■ **Task goal**: Transcribe exactly the line that contains "Pin the blue and" and every line after it to the end of the entries, and nothing more.

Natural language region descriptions
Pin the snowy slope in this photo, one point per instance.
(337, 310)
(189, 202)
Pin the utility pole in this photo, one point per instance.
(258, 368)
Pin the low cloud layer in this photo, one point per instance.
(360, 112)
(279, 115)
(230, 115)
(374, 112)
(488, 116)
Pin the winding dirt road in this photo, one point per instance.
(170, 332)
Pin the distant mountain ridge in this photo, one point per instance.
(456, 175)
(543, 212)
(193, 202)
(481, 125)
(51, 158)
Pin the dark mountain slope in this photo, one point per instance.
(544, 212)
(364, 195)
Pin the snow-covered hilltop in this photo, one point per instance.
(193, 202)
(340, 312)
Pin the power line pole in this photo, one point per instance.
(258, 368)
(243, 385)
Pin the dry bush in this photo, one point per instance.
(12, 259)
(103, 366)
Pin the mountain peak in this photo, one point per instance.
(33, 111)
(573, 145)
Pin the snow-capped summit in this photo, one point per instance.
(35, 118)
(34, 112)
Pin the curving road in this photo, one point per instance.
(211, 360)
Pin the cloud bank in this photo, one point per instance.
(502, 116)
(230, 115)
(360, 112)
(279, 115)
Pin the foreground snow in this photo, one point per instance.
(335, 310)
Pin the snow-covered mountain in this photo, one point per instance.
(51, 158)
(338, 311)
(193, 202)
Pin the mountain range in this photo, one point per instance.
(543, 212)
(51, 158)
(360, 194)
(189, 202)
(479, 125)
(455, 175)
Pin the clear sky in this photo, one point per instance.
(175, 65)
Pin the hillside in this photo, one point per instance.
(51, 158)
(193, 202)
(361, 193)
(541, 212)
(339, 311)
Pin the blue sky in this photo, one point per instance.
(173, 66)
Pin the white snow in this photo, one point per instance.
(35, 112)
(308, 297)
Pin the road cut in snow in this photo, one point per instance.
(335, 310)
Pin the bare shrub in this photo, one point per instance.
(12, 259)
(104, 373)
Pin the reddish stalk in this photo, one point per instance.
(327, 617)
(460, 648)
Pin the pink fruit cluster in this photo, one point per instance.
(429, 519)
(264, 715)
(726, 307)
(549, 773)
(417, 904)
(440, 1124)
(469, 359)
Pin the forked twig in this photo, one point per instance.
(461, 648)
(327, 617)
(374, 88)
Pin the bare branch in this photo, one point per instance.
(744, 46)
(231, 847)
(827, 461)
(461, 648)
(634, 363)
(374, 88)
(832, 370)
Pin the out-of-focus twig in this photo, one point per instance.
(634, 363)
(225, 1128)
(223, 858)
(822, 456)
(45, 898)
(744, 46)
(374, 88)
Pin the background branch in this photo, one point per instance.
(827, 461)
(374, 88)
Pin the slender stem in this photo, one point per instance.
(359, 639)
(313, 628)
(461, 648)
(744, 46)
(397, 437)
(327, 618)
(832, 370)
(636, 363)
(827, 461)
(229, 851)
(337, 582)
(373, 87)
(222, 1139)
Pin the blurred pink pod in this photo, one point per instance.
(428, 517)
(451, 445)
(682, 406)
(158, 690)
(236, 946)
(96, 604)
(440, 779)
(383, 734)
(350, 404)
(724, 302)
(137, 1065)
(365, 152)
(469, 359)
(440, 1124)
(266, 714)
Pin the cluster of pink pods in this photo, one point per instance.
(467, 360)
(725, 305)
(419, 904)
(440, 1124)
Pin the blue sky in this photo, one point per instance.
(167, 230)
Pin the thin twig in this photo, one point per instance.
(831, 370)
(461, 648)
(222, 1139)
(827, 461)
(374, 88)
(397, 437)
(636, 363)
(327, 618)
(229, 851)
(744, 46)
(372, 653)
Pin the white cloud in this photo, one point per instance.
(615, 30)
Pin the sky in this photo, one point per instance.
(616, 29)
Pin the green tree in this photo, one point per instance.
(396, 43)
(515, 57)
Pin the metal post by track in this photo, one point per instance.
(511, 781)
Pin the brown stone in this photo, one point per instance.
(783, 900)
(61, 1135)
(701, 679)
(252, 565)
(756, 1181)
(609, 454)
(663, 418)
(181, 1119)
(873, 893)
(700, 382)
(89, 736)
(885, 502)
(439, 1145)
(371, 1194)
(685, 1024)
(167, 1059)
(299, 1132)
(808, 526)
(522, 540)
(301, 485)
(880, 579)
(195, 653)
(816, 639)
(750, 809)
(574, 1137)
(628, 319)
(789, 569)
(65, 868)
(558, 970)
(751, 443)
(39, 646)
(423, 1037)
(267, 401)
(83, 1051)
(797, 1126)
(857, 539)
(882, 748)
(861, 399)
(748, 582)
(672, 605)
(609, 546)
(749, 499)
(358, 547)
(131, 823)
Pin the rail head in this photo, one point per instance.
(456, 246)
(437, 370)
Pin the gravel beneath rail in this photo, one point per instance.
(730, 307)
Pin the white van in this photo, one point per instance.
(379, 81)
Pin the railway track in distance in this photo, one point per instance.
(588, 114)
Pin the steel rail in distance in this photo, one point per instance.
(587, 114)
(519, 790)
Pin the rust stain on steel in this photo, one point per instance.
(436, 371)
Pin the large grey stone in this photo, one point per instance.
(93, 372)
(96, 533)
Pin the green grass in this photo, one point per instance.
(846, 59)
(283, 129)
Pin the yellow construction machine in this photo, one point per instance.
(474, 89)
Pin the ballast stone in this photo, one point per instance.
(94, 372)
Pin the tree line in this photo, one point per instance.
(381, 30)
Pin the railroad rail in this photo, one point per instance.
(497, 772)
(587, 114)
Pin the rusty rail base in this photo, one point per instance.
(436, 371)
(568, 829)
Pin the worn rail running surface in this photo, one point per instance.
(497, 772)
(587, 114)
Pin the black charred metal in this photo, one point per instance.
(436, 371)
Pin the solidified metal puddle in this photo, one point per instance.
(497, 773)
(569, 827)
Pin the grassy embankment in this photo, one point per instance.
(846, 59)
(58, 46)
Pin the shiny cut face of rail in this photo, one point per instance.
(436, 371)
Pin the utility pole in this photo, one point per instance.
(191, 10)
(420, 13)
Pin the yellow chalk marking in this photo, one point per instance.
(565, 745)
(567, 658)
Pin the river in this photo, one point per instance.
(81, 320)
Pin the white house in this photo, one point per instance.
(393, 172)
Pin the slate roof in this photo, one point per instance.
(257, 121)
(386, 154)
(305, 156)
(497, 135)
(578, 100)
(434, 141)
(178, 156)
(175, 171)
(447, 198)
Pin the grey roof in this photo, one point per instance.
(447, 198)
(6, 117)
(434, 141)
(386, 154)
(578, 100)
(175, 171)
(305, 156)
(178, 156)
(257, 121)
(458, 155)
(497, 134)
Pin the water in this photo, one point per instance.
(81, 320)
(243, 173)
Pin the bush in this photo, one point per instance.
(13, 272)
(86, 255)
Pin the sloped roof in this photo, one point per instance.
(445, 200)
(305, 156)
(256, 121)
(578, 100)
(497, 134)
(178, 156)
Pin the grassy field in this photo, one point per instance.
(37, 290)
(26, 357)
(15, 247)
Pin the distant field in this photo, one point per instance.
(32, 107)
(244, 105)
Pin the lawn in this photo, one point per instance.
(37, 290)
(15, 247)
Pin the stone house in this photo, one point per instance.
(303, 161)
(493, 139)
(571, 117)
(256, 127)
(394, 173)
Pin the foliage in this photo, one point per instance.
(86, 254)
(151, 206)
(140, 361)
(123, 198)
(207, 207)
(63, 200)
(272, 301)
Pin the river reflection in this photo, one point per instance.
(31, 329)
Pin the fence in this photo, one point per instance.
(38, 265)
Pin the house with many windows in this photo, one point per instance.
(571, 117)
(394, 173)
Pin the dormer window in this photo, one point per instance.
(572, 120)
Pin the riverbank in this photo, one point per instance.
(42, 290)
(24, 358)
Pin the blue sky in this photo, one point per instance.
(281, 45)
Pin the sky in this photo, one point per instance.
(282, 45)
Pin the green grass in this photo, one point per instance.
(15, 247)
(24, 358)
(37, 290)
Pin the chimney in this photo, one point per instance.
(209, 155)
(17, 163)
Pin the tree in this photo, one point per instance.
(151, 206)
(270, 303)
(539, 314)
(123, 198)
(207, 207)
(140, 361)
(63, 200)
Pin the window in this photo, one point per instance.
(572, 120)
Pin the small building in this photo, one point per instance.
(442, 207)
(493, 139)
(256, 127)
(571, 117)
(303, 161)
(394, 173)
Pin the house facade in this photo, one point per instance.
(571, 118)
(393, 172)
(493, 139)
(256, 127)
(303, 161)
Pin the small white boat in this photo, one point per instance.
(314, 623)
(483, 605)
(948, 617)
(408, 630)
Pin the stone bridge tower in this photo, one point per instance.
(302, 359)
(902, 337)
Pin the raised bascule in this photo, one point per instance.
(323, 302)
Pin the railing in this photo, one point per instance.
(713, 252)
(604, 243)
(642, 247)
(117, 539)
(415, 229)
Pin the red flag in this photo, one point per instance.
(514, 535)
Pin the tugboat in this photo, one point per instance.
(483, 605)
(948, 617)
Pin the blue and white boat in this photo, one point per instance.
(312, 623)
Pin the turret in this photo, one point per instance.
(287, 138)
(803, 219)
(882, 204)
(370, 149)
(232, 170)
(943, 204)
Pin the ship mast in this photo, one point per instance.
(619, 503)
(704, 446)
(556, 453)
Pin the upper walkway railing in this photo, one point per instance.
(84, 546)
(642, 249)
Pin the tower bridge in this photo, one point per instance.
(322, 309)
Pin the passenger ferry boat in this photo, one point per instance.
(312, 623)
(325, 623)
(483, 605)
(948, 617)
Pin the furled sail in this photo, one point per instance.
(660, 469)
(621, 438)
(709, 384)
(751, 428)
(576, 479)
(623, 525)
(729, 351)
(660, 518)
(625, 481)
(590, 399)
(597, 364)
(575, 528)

■ **Solved exercise**:
Pin the blue and white boat in this photo, one point per instance.
(312, 623)
Pin the turret in this photo, one point per instance.
(287, 138)
(803, 219)
(882, 204)
(370, 149)
(232, 170)
(943, 204)
Pin the ship mast in this photo, one point per instance.
(619, 503)
(704, 446)
(556, 453)
Pin the upper walkway railing in this photo, one point per instance.
(84, 546)
(642, 249)
Pin the tower bridge in this photo, one point per instance.
(322, 309)
Pin the passenger ferry boat in this photo, one point per instance.
(312, 623)
(325, 623)
(483, 605)
(948, 617)
Pin the furled sail in this photo, one point per instance.
(660, 469)
(621, 438)
(709, 384)
(751, 428)
(576, 479)
(623, 525)
(729, 351)
(660, 518)
(625, 481)
(590, 399)
(597, 364)
(575, 528)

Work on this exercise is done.